Multiplexed Morse signals from cells
Maximilian Strauss © MPI of Biochemistry
To an outside observer major construction sites often look quite chaotic, as hundreds of workers come together in constantly changing combinations, moving back and forth between teams engaged in tasks at different locations. Observing what goes on in biological cells often confuses researchers too, as they try to understand how subcellular operations are organized. Even biological macromolecules are so tiny that they can only be visualized with the help of highly sensitive fluorescent markers, usually attached to an antibody that binds specifically to a particular type of molecule. Ralf Jungmann, who leads a research group devoted to Molecular Imaging and Bionanotechnology at the Max Planck Institute of Biochemistry and the Ludwig Maximilian University Munich, has progressively increased the versatility of this basic method, developing a method which he calls DNA-PAINT. This procedure makes it possible to sequentially visualize multiple cellular molecules and their interactions with high precision.
The flexibility of the method arises from the fact that the fluorescent compound and its target (the bound antibody) do not interact directly. Instead, each is coupled to a short DNA strand, and because their nucleotide sequences are complementary, the two strands fit together like the two halves of a zipper. This process of “hybridization” reveals the position of the target protein. Furthermore, the strength of the interaction between the DNA strands can be adjusted, such that they separate after a certain time, and the fluorescence signal ceases. Then, the fluorescent label is washed out of the fixed cell and, in a variant of DNA-PAINT called Exchange-PAINT, is replaced by the same fluorophore attached to a different DNA docking sequence, which recognizes its partner strand on a different cellular protein in the same structure.
In this way, one obtains a series of snapshots, each of which originates from a specific component of the same cellular structure. When the individual shots are superimposed, the result is a kind of high-resolution group portrait of the various molecular species that interact with each other and work together to carry out a particular biological process. But that’s not all the technique can do. In order to be able to image biological structures and processes in all their complexity, before joining the MPI for Biochemistry, Jungmann had worked on an extension of the method in the research group led by Peng Yin at Harvard’s Wyss Institute and Harvard Medical School in Boston.
The newly acquired ability to carry out quantitative analyses represents a further important step towards this goal. As Jungmann and his colleagues now report, qPAINT makes it possible for the first time to determine the numbers of each molecular species present in multisubunit complexes. The trick is to adjust the relative affinities of the complementary DNA strands such that the hybridized segments dissociate from one another after a preset time. The single strands can then interact once more, thus inducing a further burst of fluorescence.
The frequency of fluorescence signals in turn serves as a measure of the number of interacting molecules present in the structure of interest. The researchers hope that the novel procedure will find application in many areas of cell biology, not least because it is more economical than other types of high-resolution microscopy. “Knowledge of the numbers of copies of a specific molecule involved in a given biological process is also important in the case of pathological perturbations,” says Jungmann, who is one of two joint first authors of the new study. “In many such cases, the changes that occur are quantitative rather than qualitative in nature.”

EXERCISE A. In the DNA-PAINT article, what serves as a measure of the number of interacting molecules in the structure of interest?
EXERCISE B. List every institution named in the DNA-PAINT article.

Records excerpted from a collection
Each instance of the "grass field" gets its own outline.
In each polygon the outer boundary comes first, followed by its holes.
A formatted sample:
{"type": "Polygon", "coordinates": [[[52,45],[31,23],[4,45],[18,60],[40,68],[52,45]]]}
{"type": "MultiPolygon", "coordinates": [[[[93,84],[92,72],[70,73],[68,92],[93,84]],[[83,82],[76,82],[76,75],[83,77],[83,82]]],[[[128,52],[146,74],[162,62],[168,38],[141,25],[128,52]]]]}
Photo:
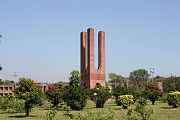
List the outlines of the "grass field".
{"type": "MultiPolygon", "coordinates": [[[[153,108],[154,120],[180,120],[180,108],[172,109],[170,108],[167,103],[157,102],[156,105],[149,105],[153,108]]],[[[115,118],[117,120],[124,120],[126,116],[127,110],[121,109],[121,107],[116,106],[113,101],[108,101],[105,104],[105,108],[103,109],[96,109],[95,104],[91,101],[88,101],[86,108],[81,111],[81,114],[85,114],[87,111],[90,112],[107,112],[113,111],[115,113],[115,118]]],[[[0,111],[0,120],[45,120],[46,113],[48,110],[43,108],[34,108],[30,113],[30,117],[24,117],[24,113],[15,113],[15,114],[7,114],[0,111]]],[[[78,111],[71,111],[73,114],[78,114],[78,111]]],[[[57,120],[64,120],[63,111],[58,111],[56,115],[57,120]]]]}

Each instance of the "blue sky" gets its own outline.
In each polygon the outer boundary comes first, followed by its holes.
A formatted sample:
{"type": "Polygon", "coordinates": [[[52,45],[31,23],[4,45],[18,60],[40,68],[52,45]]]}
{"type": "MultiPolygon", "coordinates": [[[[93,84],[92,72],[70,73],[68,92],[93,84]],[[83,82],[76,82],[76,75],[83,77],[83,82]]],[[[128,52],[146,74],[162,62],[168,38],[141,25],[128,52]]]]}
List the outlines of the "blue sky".
{"type": "MultiPolygon", "coordinates": [[[[107,73],[180,75],[179,0],[0,0],[0,77],[67,80],[80,32],[106,32],[107,73]]],[[[97,46],[97,44],[96,44],[97,46]]]]}

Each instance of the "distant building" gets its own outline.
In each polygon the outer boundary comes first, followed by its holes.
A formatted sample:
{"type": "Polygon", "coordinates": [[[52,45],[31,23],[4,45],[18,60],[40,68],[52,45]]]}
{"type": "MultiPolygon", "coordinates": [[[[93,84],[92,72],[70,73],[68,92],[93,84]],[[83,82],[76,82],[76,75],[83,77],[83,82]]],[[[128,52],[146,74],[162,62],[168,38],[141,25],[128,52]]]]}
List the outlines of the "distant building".
{"type": "Polygon", "coordinates": [[[48,84],[47,83],[34,83],[35,85],[37,85],[42,92],[46,92],[48,90],[48,84]]]}
{"type": "Polygon", "coordinates": [[[0,85],[0,96],[14,96],[15,84],[0,85]]]}

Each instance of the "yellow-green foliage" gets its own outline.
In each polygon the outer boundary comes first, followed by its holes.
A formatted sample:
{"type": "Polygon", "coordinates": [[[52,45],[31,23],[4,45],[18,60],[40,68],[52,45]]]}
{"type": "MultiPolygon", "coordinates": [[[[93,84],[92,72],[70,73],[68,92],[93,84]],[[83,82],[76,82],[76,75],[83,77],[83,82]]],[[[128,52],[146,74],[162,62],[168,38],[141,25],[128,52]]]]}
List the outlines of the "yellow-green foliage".
{"type": "Polygon", "coordinates": [[[122,105],[124,109],[127,109],[128,106],[134,103],[134,97],[132,95],[121,95],[116,102],[122,105]]]}
{"type": "Polygon", "coordinates": [[[180,92],[170,92],[167,96],[167,101],[170,106],[173,106],[173,108],[176,108],[180,105],[180,92]]]}

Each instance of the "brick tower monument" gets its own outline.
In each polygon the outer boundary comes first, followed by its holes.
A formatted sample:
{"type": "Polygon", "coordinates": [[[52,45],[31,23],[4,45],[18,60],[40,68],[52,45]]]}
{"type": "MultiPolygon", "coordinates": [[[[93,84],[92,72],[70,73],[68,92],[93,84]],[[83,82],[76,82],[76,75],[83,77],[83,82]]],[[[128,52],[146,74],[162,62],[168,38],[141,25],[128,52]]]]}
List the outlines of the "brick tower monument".
{"type": "Polygon", "coordinates": [[[94,29],[81,32],[81,86],[105,86],[105,32],[98,32],[98,67],[94,63],[94,29]]]}

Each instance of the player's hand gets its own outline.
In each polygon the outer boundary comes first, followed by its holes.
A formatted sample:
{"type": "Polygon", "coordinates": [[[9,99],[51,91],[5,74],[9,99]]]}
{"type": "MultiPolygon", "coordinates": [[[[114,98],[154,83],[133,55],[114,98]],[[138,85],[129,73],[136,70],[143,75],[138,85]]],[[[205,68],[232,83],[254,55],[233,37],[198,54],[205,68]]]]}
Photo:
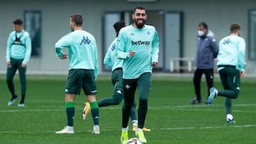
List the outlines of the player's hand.
{"type": "Polygon", "coordinates": [[[7,61],[7,62],[6,62],[6,65],[7,65],[7,66],[11,65],[11,61],[7,61]]]}
{"type": "Polygon", "coordinates": [[[156,65],[157,65],[157,62],[152,62],[152,66],[153,66],[153,67],[156,67],[156,65]]]}
{"type": "Polygon", "coordinates": [[[68,58],[68,54],[64,53],[63,55],[60,57],[61,60],[68,58]]]}
{"type": "Polygon", "coordinates": [[[132,50],[131,50],[131,51],[129,52],[129,54],[130,55],[130,56],[131,56],[132,57],[134,56],[135,53],[136,53],[136,52],[135,52],[135,51],[132,51],[132,50]]]}
{"type": "Polygon", "coordinates": [[[245,76],[245,72],[240,72],[240,77],[243,77],[245,76]]]}

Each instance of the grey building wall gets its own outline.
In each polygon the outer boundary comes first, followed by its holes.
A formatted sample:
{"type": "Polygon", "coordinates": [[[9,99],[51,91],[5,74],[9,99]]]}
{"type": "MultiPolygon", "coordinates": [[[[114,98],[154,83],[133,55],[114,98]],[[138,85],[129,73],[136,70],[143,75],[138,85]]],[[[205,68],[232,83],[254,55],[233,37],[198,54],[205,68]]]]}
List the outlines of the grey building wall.
{"type": "MultiPolygon", "coordinates": [[[[182,11],[183,13],[183,57],[194,57],[197,25],[205,21],[214,32],[217,40],[229,34],[230,23],[239,23],[241,36],[248,39],[248,11],[256,8],[256,1],[244,0],[158,0],[156,2],[128,2],[126,0],[9,0],[0,4],[0,72],[6,71],[6,40],[16,18],[23,18],[26,10],[42,12],[41,56],[32,57],[28,73],[67,73],[68,60],[60,60],[55,54],[55,43],[69,33],[69,16],[78,12],[83,15],[83,28],[95,35],[97,42],[100,68],[102,64],[102,13],[132,11],[137,5],[148,11],[182,11]]],[[[148,16],[150,18],[150,16],[148,16]]],[[[114,23],[114,22],[113,22],[114,23]]],[[[247,53],[246,54],[246,56],[247,53]]],[[[247,73],[256,74],[254,61],[247,60],[247,73]]]]}

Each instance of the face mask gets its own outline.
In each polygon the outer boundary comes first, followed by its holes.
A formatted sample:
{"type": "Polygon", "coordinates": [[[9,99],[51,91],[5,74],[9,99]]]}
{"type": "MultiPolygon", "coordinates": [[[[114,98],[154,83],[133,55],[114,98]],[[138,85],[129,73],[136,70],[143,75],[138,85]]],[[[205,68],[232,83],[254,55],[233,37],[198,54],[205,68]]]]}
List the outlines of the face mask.
{"type": "Polygon", "coordinates": [[[204,32],[203,31],[198,31],[198,36],[203,36],[204,35],[204,32]]]}

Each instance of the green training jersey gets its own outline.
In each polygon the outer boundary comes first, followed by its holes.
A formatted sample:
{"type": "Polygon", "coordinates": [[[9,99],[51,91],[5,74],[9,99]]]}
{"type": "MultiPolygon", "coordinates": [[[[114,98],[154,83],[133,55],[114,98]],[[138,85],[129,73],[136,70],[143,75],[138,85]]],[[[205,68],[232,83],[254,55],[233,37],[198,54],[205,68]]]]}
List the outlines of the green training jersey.
{"type": "Polygon", "coordinates": [[[116,55],[124,60],[123,78],[137,79],[143,73],[152,72],[151,63],[158,62],[159,39],[154,26],[145,25],[136,28],[133,25],[119,31],[116,55]],[[135,51],[131,57],[129,51],[135,51]]]}
{"type": "Polygon", "coordinates": [[[31,55],[31,38],[29,33],[24,30],[21,32],[13,31],[7,40],[6,60],[11,57],[23,59],[22,63],[27,64],[31,55]]]}
{"type": "Polygon", "coordinates": [[[233,65],[239,71],[244,71],[245,42],[242,38],[235,35],[226,36],[220,41],[217,65],[233,65]]]}
{"type": "Polygon", "coordinates": [[[92,35],[82,31],[73,31],[61,38],[55,45],[56,55],[63,55],[62,49],[68,48],[71,69],[94,70],[95,77],[98,73],[96,40],[92,35]]]}
{"type": "Polygon", "coordinates": [[[114,52],[116,51],[117,38],[114,38],[107,49],[107,52],[104,57],[104,65],[110,68],[113,72],[116,68],[122,68],[123,60],[118,59],[114,52]]]}

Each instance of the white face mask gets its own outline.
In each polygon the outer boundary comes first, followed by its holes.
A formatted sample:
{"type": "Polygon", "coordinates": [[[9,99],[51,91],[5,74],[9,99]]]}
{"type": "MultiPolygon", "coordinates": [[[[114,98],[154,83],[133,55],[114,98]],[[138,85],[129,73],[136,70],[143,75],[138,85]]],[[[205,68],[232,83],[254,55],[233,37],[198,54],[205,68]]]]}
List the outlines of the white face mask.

RESPONSE AREA A. The frequency of fluorescence signals.

RESPONSE AREA B.
Max Planck Institute of Biochemistry
Ludwig Maximilian University Munich
Harvard's Wyss Institute
Harvard Medical School